• What you will do: Output the records exactly. Include every line.
__________
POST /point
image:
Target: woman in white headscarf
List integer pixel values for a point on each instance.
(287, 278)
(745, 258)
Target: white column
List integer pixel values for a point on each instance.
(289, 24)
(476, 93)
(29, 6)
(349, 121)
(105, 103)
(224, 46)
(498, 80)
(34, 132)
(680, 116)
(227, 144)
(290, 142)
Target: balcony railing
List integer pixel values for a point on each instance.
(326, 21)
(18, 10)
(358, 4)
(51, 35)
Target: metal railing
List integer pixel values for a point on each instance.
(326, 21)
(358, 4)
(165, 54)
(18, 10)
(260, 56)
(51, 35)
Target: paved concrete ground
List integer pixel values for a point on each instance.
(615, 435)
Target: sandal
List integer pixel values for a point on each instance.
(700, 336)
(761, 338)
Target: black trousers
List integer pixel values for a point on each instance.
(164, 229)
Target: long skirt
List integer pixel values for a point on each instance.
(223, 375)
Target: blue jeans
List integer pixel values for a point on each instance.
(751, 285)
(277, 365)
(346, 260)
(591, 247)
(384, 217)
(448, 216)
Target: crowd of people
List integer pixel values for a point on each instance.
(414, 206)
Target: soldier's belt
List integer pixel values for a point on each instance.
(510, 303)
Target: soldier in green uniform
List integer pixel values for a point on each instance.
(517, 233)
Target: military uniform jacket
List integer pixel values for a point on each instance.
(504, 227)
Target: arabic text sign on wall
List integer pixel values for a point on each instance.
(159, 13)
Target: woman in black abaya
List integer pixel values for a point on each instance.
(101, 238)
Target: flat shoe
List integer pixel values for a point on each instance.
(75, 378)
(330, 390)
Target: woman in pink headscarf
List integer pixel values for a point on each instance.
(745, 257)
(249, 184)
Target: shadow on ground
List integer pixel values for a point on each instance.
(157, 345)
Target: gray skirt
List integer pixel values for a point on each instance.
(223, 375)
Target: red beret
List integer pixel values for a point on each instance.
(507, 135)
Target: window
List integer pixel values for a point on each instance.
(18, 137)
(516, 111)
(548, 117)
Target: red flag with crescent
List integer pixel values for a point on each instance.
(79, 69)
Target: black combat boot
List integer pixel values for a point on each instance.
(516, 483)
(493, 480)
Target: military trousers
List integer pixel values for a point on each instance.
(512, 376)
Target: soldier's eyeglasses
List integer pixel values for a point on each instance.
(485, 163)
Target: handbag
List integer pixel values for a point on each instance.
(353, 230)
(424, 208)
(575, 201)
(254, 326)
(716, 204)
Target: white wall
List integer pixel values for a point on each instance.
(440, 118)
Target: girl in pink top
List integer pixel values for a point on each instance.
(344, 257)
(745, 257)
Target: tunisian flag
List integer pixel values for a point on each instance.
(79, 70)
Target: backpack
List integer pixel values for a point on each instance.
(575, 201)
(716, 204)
__________
• Exercise solution:
POST /point
image:
Target: woman in white headscarf
List integer pixel values for a point on each instance.
(287, 278)
(745, 258)
Target: white column
List integer pixel values for a point on each instance.
(289, 24)
(476, 93)
(29, 6)
(349, 121)
(105, 103)
(224, 46)
(498, 80)
(34, 132)
(680, 116)
(227, 144)
(290, 142)
Target: balcony railing
List integer pixel values for a point on each instance.
(326, 21)
(18, 10)
(358, 4)
(51, 35)
Target: metal railing
List integer pixel values for a point on each instance.
(326, 21)
(358, 4)
(165, 54)
(18, 10)
(260, 56)
(51, 35)
Target: paved concrete ground
List integer pixel values for a point on each instance.
(615, 435)
Target: sandal
List integer pixel values for a point on each instance.
(700, 336)
(761, 338)
Target: black trousers
List integer pixel values for a point on each instance.
(164, 229)
Target: long skirt
List integer pixel values for a point on each instance.
(223, 375)
Target: blue jeans
List integer pixel values for a point on each instance.
(751, 285)
(277, 365)
(346, 260)
(591, 247)
(384, 217)
(448, 216)
Target: crowd of people
List integer pixel values for a point on each instance.
(414, 206)
Target: soldier's belt
List integer pixel values for a point on each instance.
(510, 303)
Target: soldier in green uniform
List integer pixel values for a point on each instance.
(517, 233)
Target: military uniform jacket
List integer pixel values for a point on each instance.
(504, 227)
Target: arabic text sign on wall
List integer pixel values for a point on each instance.
(159, 13)
Target: woman in black abaya
List integer pixel values for a point on each instance.
(101, 238)
Target: flat shoe
List integer pixel values for a point on each instance.
(75, 378)
(330, 390)
Target: woman in pink headscarf
List integer pixel values for a point on each instance.
(745, 257)
(249, 184)
Target: shadow on ground
List integer pixel values for a point on each instance.
(157, 345)
Target: gray skirt
List integer pixel values for a point on each instance.
(223, 375)
Target: red beret
List integer pixel values for a point on each instance.
(507, 135)
Target: window
List integer pixel values for a point on each instance.
(18, 137)
(516, 111)
(548, 117)
Target: red flag with crescent
List integer pixel values for a point on each instance.
(79, 69)
Target: black combat boot
List integer pixel values for a point on each instance.
(516, 483)
(493, 480)
Target: military trousers
List integer pixel values for a point on each instance.
(512, 376)
Target: soldier's eyeglasses
List integer pixel values for a point on each instance.
(485, 163)
Target: handbag
List integer pixel values for a point on each instance.
(353, 230)
(424, 208)
(575, 201)
(254, 326)
(716, 204)
Target: white wall
List integer pixel values for a point on each instance.
(440, 118)
Target: girl in pink top
List integer pixel values for a point on each instance.
(344, 257)
(745, 257)
Target: tunisian flag
List integer pixel values for a point on each instance.
(79, 70)
Target: backpack
List integer pixel values for a point on each instance.
(575, 201)
(716, 204)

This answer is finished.